INDIA OPEN 2015 SF – World Champion downed by predecessor

Reigning women’s singles World Champion Carolina Marin was edged out of the India Open Superseries by 2013 World Champion Ratchanok Intanon in a thrilling 84-minute contest. By Don Hearn.  Photos: […]

Reigning women’s singles World Champion Carolina Marin was edged out of the by 2013 World Champion Ratchanok Intanon in a thrilling 84-minute contest.

By Don Hearn.  Photos: Yves Lacroix for Badmintonphoto (live)

Carolina Marin came to Delhi for for 2015 Yonex-Sunrise India Open not only looking for her second career Superseries title, but also with a possibility of becoming the new women’s singles world #1.  Both prospects fluttered away during her semi-final against  Ratchanok Intanon (pictured left) of Thailand, the woman who in 2013 won both the World Championship and this very India Open crown as an 18-year-old.

But what a semi-final it was!  Marin looked to be running away with the first game, surging out to a commanding 17-9 lead.  Ratchanok, who had already used up both of her line call challenges, suddenly embarked on an astounding 10-point run to completely reverse the momentum of the game.  Marin did fight back for a pair of points of her own but Ratchanok soon won 21-19 to take a one-game lead.

The second game had fewer reversals but a closer finish.  Ratchanok had a smaller deficit to make up and from 3-8 down early in the game, she had tied Carolina Marin (pictured right) by 10-all.  After Ratchanok saved one game point and Marin one match point, the game ended tamely 23-21 in the Spaniard’s favour and the match was headed to a decider.

Ratchanok led throughout most of the third game but Marin caught her six times in total, including when she saved two match points to tie it at 20-all.  Intanon held on at the end, though, and made her way into her first final since last year’s Indonesia Open.

Saina cruises to the final, and to the top of the world

In the other three singles semi-finals, the upset perpetrators were simply unable to follow through.  Yui Hashimoto of Japan, after beating former Asian Games silver medallist Yip Pui Yin in the quarters, was no match for home favourite Saina Nehwal (pictured below).

Saina’s place as the new world #1 was sealed as soon as Marin lost her semi-final but by making the final, she made the other result irrelevant.  She will take her place on Thursday as the top player in women’s singles badminton, the first non-Chinese player to earn that distinction since Tine Baun in December 2010.

Hashimoto lasted only slightly longer than China’s Xue Song.  In his men’s singles semi-final, Xue went down to home favourite Kidambi Srikanth (pictured below), to the further delight of the home fans.

The other men’s singles semi-final promised to be an intriguing battle.  Tommy Sugiarto of Indonesia was fresh off an invigorating victory over the great Lin Dan in the quarter-finals.  Viktor Axelsen of Denmark, meanwhile was looking for his second straight finals appearance, having lost to Srikanth in the Swiss Open final earlier this month.

▸ Data segment
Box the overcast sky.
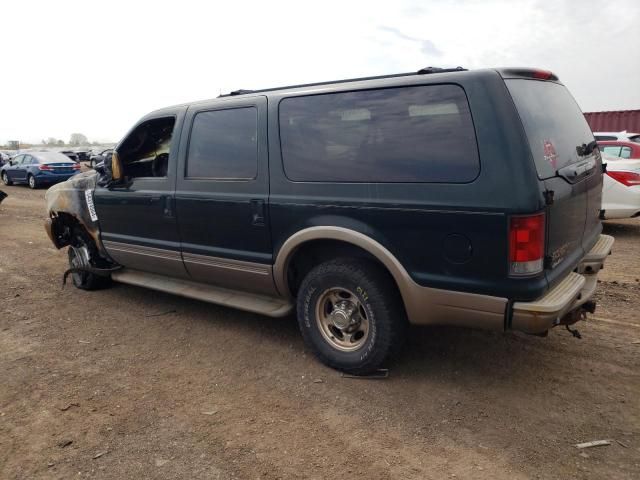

▸ Objective
Answer these from the India Open 2015 report:
1. What lead did Carolina Marin build in the first game before Ratchanok Intanon's 10-point run?
2. Who was the last non-Chinese player before Saina Nehwal to be the top player in women's singles, and when?
3. Whom did Tommy Sugiarto beat in the quarter-finals?

▸ Correct answer
1. 17-9
2. Tine Baun, in December 2010
3. Lin Dan